横文字の名前、しかも多数の人物が次々と現れるので、最初は少し混乱しました。でも読み進めるうちにちゃんと誰が誰であるか理解できました。扉部分に登場人物表がついているのはありがたい措置。

ストーリーや構成を楽しめるのはもちろん、18世紀のロンドンを描いた歴史小説としても楽しめました。当時の生活感や空気感などが、リアルに描写されているのです。

中でも当時の解剖学に関する知識は、たいへん興味深かった。そういう話に興味があるミステリ好きは多いと思うので、おすすめです。

18世紀といえば、フランスで人権などが叫ばれ始めた時期。当時のロンドンも一般市民、とりわけ多くの貧しい人たちには、人権など存在しなかったと思われる。

川を漁ったり、犬の糞を集めて生活している人たちのことが、小説内で語られています。いろいろと勉強になることが多かった。

表示情報:
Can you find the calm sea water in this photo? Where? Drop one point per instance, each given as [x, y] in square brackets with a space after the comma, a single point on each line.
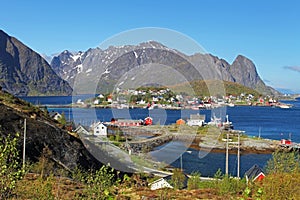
[272, 123]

目的 A:
書評のうち、「横文字の名前、しかも多数の人」で始まり「ど存在しなかったと思われる。」で終わる部分を、一字も変えずに書き写してください。
目的 B:
書評によると、小説の扉部分には何がついていますか。
目的 C:
書評の最後の文に続けて、文章を書き継いでください。

解答 A:
横文字の名前、しかも多数の人物が次々と現れるので、最初は少し混乱しました。でも読み進めるうちにちゃんと誰が誰であるか理解できました。扉部分に登場人物表がついているのはありがたい措置。

ストーリーや構成を楽しめるのはもちろん、18世紀のロンドンを描いた歴史小説としても楽しめました。当時の生活感や空気感などが、リアルに描写されているのです。

中でも当時の解剖学に関する知識は、たいへん興味深かった。そういう話に興味があるミステリ好きは多いと思うので、おすすめです。

18世紀といえば、フランスで人権などが叫ばれ始めた時期。当時のロンドンも一般市民、とりわけ多くの貧しい人たちには、人権など存在しなかったと思われる。

解答 B:
登場人物表がついています。

解答 C:
もし、自分が突然こんな世界に放り出されたら、おさらく一週間も生きていけないでしょうね。パソコンが故障して三日使えなかっただけでも、日常に物足りなさを感じてしまうくらいだから。

あとがき

ミステリとしてもそれ以外の部分でも楽しめたので、とても満足感の高い作品でした。ただ、謎解きという意味においては、そこまで驚嘆するものではなかった。

結末は18世紀でないと成立しませんが、その時代設定を生かした上手い終わらせ方をしています。

日常を忘れて物語の世界に没頭できる優れた小説。おすすめです。